### Prompt
All of the entries need to be set down exactly as they read.

### Records from a dataset
◇ ◇ ◇ ◇ ◇ ◇ ◇

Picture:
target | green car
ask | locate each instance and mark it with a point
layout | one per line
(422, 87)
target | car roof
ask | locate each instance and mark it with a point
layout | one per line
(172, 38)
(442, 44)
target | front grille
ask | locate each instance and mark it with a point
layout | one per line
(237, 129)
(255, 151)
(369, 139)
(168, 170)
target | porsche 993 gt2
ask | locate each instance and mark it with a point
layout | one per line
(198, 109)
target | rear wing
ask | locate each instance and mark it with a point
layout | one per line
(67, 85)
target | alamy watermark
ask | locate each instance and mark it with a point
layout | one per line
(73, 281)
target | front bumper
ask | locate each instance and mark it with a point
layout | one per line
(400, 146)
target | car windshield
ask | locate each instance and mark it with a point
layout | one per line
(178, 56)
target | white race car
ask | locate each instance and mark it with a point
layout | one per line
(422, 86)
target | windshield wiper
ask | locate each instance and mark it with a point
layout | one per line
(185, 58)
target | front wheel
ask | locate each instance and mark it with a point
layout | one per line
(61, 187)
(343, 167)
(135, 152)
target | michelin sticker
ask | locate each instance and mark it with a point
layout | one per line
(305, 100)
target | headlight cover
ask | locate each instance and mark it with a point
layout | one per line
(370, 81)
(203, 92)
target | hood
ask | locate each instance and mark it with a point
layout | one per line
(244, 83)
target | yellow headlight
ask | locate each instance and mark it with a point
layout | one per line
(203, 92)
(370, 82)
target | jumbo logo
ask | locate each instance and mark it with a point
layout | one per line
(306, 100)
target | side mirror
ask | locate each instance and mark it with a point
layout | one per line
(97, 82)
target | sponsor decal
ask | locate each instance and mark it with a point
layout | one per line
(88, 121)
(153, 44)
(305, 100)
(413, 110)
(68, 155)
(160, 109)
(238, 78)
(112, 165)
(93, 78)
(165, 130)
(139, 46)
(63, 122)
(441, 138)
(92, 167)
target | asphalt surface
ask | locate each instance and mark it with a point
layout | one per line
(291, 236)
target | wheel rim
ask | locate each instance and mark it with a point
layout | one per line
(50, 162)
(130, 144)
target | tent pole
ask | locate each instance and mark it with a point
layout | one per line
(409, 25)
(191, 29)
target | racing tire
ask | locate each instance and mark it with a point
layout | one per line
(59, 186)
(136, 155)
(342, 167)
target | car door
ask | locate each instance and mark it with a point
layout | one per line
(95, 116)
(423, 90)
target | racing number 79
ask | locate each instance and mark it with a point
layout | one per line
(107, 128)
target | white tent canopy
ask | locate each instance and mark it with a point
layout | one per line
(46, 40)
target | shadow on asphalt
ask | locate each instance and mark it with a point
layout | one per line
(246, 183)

◇ ◇ ◇ ◇ ◇ ◇ ◇

### Answer to the exercise
Picture:
target | green car
ask | locate each instance and mark it with a point
layout | one per line
(422, 87)
target | car roof
ask | locate each instance and mark it with a point
layout | one per line
(172, 38)
(442, 44)
target | front grille
ask | locate each instance and mark it with a point
layout | one per line
(237, 129)
(255, 151)
(369, 139)
(168, 170)
target | porsche 993 gt2
ask | locate each instance and mark it with a point
layout | one per line
(198, 109)
target | rear wing
ask | locate each instance and mark it with a point
layout | one per line
(67, 85)
target | alamy watermark
ask | locate each instance and mark it with a point
layout | one per line
(73, 281)
target | front bumper
ask | locate each instance and mark it with a point
layout | one per line
(400, 146)
target | car windshield
ask | locate each instance and mark it with a point
layout | one per line
(178, 56)
target | white race car
ask | locate each instance and mark it with a point
layout | one per line
(422, 86)
target | windshield wiper
ask | locate each instance and mark it with a point
layout | one per line
(185, 58)
target | front wheel
ask | locate each instance and mark it with a point
layout | one per line
(61, 187)
(343, 167)
(135, 152)
target | michelin sticker
ask | locate each instance and mark it with a point
layout | one per line
(305, 100)
target | headlight cover
ask | locate each instance and mark it with a point
layout | one per line
(370, 81)
(203, 92)
target | hood
ask | locate each instance and mark it with a point
layout | one per line
(244, 83)
target | yellow headlight
ask | locate each instance and mark it with a point
layout | one per line
(203, 92)
(370, 82)
target | jumbo logo
ask | locate each instance and mark it with a point
layout | one per line
(306, 100)
target | side mirror
ask | locate each instance and mark it with a point
layout | one per line
(97, 82)
target | sponsor decal
ask | locate each instance and mark it with a point
layout | one per line
(88, 121)
(153, 44)
(305, 100)
(413, 110)
(68, 155)
(160, 109)
(238, 78)
(112, 165)
(93, 78)
(165, 130)
(139, 46)
(63, 122)
(441, 138)
(92, 167)
target | asphalt surface
ask | locate each instance and mark it with a point
layout | one per line
(291, 236)
target | wheel rim
ask | locate each instance and mark it with a point
layout | one per line
(50, 162)
(130, 144)
target | tent pole
ask | locate each instance and mark it with a point
layout | one per line
(409, 25)
(191, 29)
target | racing tire
ask | locate each instance and mark it with a point
layout | one per line
(59, 186)
(136, 155)
(342, 167)
target | car door
ask | locate each instance and mark it with a point
layout | one per line
(95, 116)
(423, 90)
target | racing number 79
ask | locate each instance and mark it with a point
layout | one per line
(107, 128)
target | white tent canopy
ask | locate each instance and mark it with a point
layout | one per line
(46, 40)
target | shadow on asphalt
ask | locate each instance and mark it with a point
layout | one per line
(246, 183)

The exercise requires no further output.